### 課題の目標
山中すみかを紹介する出典をもとに、以下の問いに答えてください。
(a) デビュー曲の曲名と、デビューした年月は何ですか。
(b) デビュー当時の年齢と学年は何ですか。
(c) どのような言葉で、どのように話していたと述べられていますか。

### 出典
- - -
山中すみかさん

早いもので明後日からはもう5月だ。
4月が終わる前にこのネタを書きたかった。
 
今からちょうど25年前の1989年4月。
 
「四月白書」という曲でデビューした
山中すみかというアイドル歌手がいた。
 
クラス替えして半月経つ 目立たない私だけど〜♪
 
「四月白書」はまさに往年のアイドルのド定番
“目立たない”女のコ(=私)が主人公。
 
内気な少女の苦しい胸の内を歌った片思いソングだ。
 
放課後、好きな男のコが他の女子と仲良く帰るところを目撃し
ショックで少し泣いてしまう私。
 
告白することはおろか
密かな片思いを誰にも相談できずにいる私。
 
彼がいつの日か自分を見てくれることを願う私。
 
サビがグッとくる。
 
お・ね・が・い
カバンにしまったボヤけた写真
そっと取り出して祈るだけ〜♪
 
もの悲しいピアノの旋律と
山中すみかの淡々とした歌い方が涙を誘った。
 
「4月白書」を引っさげて登場した時の
彼女はまだ13歳・中学2年生。
 
可憐な美少女。
というか単なる子供だった。
京都弁でのんびり話すのが微笑ましかった。
 
恋の何たるかを知らない
京都なまりのか弱い中学生が
人柄が滲み出るような声で歌った。
 
そこに私はヤられる。
- - -
### データ抜粋
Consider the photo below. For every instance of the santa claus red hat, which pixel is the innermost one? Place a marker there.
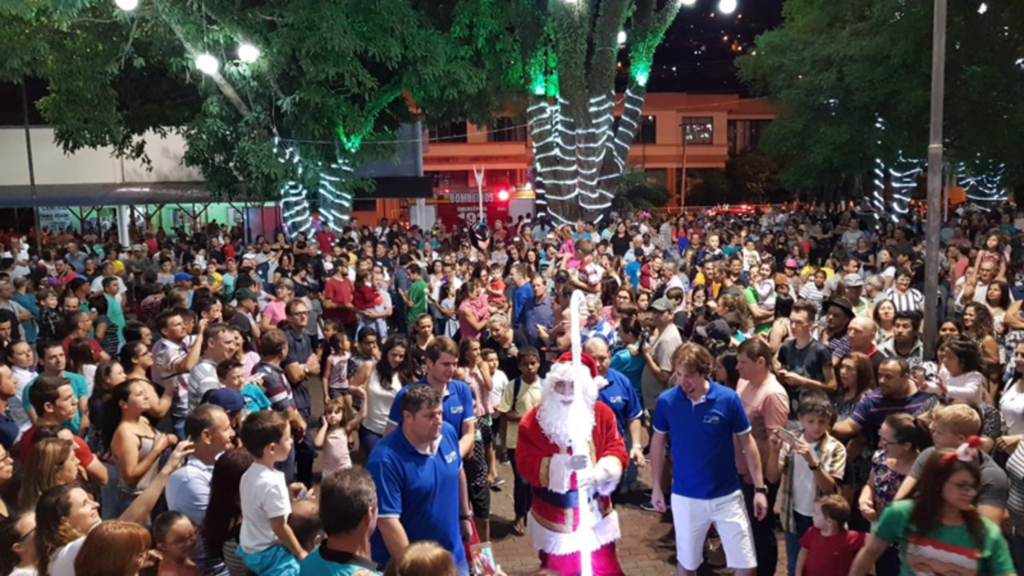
(586, 359)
- - -
### 解答
(a) 「四月白書」で、1989年4月にデビューしました。
(b) 13歳で、中学2年生でした。
(c) 京都弁でのんびり話していました。